• Brief: Below is a listing. Gather each line of it that contains "roof".

Materials provided: Begin

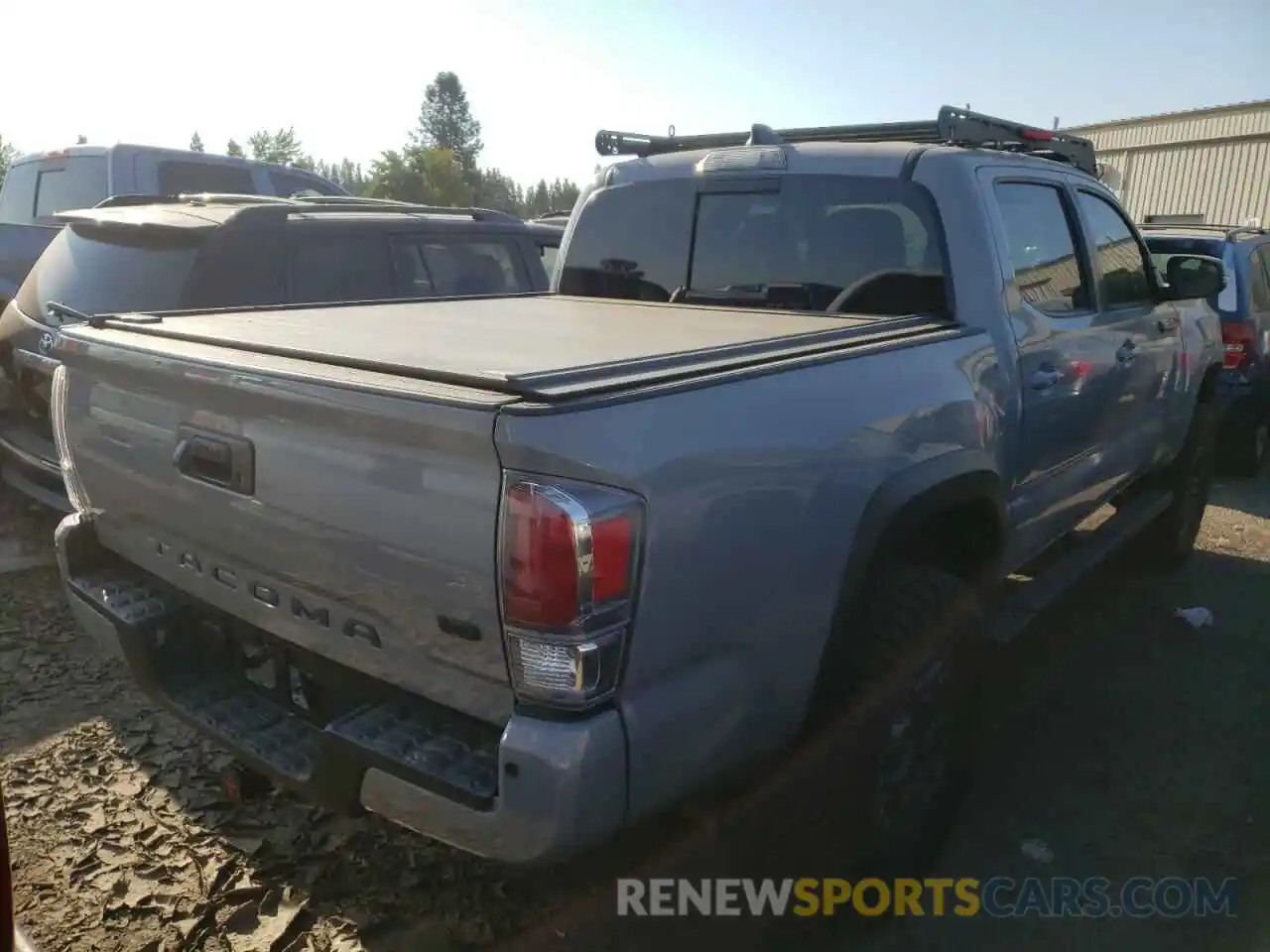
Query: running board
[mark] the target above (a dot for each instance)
(1025, 599)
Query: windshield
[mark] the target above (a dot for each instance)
(1162, 248)
(99, 273)
(821, 243)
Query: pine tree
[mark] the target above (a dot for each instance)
(445, 121)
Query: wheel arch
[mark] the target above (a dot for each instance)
(912, 517)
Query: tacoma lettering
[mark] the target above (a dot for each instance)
(305, 610)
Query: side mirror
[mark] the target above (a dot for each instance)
(1194, 276)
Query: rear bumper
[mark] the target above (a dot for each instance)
(30, 465)
(539, 791)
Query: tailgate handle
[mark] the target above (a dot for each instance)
(216, 458)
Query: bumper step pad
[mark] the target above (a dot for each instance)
(400, 734)
(411, 738)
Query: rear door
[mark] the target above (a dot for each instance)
(1147, 331)
(1071, 381)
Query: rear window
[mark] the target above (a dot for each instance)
(37, 190)
(822, 243)
(180, 177)
(1162, 248)
(99, 272)
(287, 184)
(460, 267)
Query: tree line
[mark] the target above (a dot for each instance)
(439, 163)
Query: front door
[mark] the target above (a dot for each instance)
(1070, 379)
(1147, 333)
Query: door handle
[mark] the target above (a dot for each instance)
(216, 458)
(1046, 379)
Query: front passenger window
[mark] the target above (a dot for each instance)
(1048, 272)
(1121, 271)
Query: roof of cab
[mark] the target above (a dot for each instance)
(881, 159)
(90, 150)
(194, 214)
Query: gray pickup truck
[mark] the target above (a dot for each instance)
(40, 185)
(518, 572)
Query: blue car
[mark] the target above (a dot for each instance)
(1243, 306)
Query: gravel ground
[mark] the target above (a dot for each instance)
(1121, 738)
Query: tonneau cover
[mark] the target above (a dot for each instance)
(540, 347)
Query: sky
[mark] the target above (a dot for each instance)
(544, 75)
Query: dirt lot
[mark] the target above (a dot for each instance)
(1127, 742)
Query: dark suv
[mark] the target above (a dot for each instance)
(199, 252)
(1243, 306)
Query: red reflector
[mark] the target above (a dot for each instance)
(611, 546)
(1236, 336)
(540, 569)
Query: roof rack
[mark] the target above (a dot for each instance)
(309, 203)
(953, 126)
(1230, 231)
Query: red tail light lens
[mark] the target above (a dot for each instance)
(568, 576)
(540, 583)
(1238, 344)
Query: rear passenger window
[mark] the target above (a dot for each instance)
(839, 244)
(341, 268)
(549, 254)
(448, 268)
(1048, 271)
(289, 185)
(1259, 276)
(1119, 261)
(177, 177)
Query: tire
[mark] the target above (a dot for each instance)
(1169, 539)
(919, 624)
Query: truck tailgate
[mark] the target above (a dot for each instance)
(361, 522)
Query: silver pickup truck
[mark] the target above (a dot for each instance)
(518, 572)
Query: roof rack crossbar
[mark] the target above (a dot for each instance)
(1228, 230)
(952, 126)
(300, 203)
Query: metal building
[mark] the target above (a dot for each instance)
(1203, 166)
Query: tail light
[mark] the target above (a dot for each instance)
(1238, 344)
(570, 567)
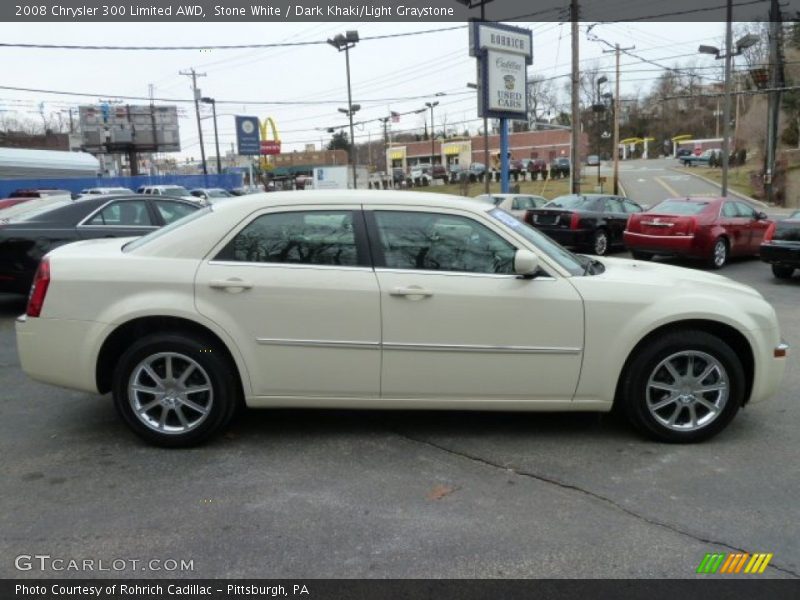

Materials provided: End

• Exercise response:
Query: roof of cab
Query: roof rack
Query: roof rack crossbar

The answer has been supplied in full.